▶ **EXTRAIT À LIRE**:

####

Cinq nouveaux médias numériques colombiens qui proposent une information non censurée

Une personne est couverte de feuilles de journal, ne laissant voir que ses yeux. Le fond est tapissé de pages de journaux, des colonnes d'opinion.

Photo d'Ahdieh Ashrafi via Flickr , sous licence CC BY-NC-ND 2.0.

[Sauf mention contraire, tous les liens renvoient vers des pages en espagnol, ndlt.]

Il n'est pas simple d'exercer le journalisme en Colombie, car il s'agit toujours de l'un des pays les plus dangereux [fr] au monde pour les journalistes de presse et d'audiovisuel. Souvent menacé·e·s ou victimes de violences de la part des narcotrafiquant·e·s ou des groupes armés, certain·e·s pratiquent l'autocensure au sein des grands médias pour se prémunir contre les risques.

####

Entrées stockées:

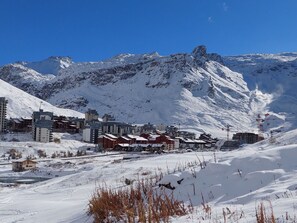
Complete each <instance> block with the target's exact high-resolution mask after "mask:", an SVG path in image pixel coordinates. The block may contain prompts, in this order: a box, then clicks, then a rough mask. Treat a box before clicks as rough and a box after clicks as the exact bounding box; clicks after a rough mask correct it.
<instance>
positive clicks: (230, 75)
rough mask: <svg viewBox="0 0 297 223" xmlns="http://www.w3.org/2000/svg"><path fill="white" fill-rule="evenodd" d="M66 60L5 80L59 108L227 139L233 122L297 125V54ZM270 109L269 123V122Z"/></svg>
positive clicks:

####

▶ **CONSIGNES DE L'EXERCICE**:
[A] D'après le texte sur le journalisme en Colombie, de qui viennent les menaces et les violences que subissent souvent les journalistes ?
[B] Indiquez si chacune de ces affirmations concorde avec le texte sur le journalisme en Colombie : (i) la Colombie reste l'un des pays les plus dangereux au monde pour les journalistes ; (ii) la photo est publiée sous licence CC BY-NC-ND 2.0 ; (iii) sauf mention contraire, les liens renvoient vers des pages en anglais.
[C] Poursuivez le texte sur le journalisme en Colombie à partir de l'endroit où il s'arrête.

▶ **RÉSULTATS DES TÂCHES**:
[A] Elles viennent des narcotrafiquant·e·s ou des groupes armés.

[B]
(i) Oui : « il s'agit toujours de l'un des pays les plus dangereux ».
(ii) Oui : « sous licence CC BY-NC-ND 2.0 ».
(iii) Non : « tous les liens renvoient vers des pages en espagnol ».

[C]
« En Colombie, les médias sont étroitement liés à des empires économiques et à la classe politique, ce qui met en danger leur indépendance éditoriale et renforce l’autocensure », comme le révèle [fr] le site de Reporters sans Frontières (RSF). En Colombie, trois groupes possèdent la plupart des médias du pays.

Les limites structurelles de la démocratie et de la fonction sociale des médias en Colombie. Combien de lois faut-il pour, par exemple, empêcher les groupes économiques s'emparer de la majorité des médias.

[Description de l'image]
Photos des trois chefs d'entreprises de grands groupes colombiens et des médias dont ils sont propriétaires.

Dans ce contexte, plusieurs nouveaux médias ont vu le jour pour faire face aux monopoles médiatiques, à l'autocensure et au harcèlement. Nous vous présentons cinq nouveaux médias numériques indépendants colombiens.

1. Los Danieles, avril 2020

Tous les dimanches, trois chroniqueurs colombiens de renom — qui se prénomment tous Daniel — lisent leurs chroniques en direct sur les réseaux sociaux. Cet exercice est devenu très populaire : leur dernière vidéo, pour laquelle ils ont invité les journalistes Jorge Ramos et Enrique Santos Calderón, a reçu plus de 4 000 mentions « J'aime » sur YouTube. Dès novembre, Monsieur Santos Calderón, journaliste primé, deviendra officiellement le quatrième chroniqueur des Danieles.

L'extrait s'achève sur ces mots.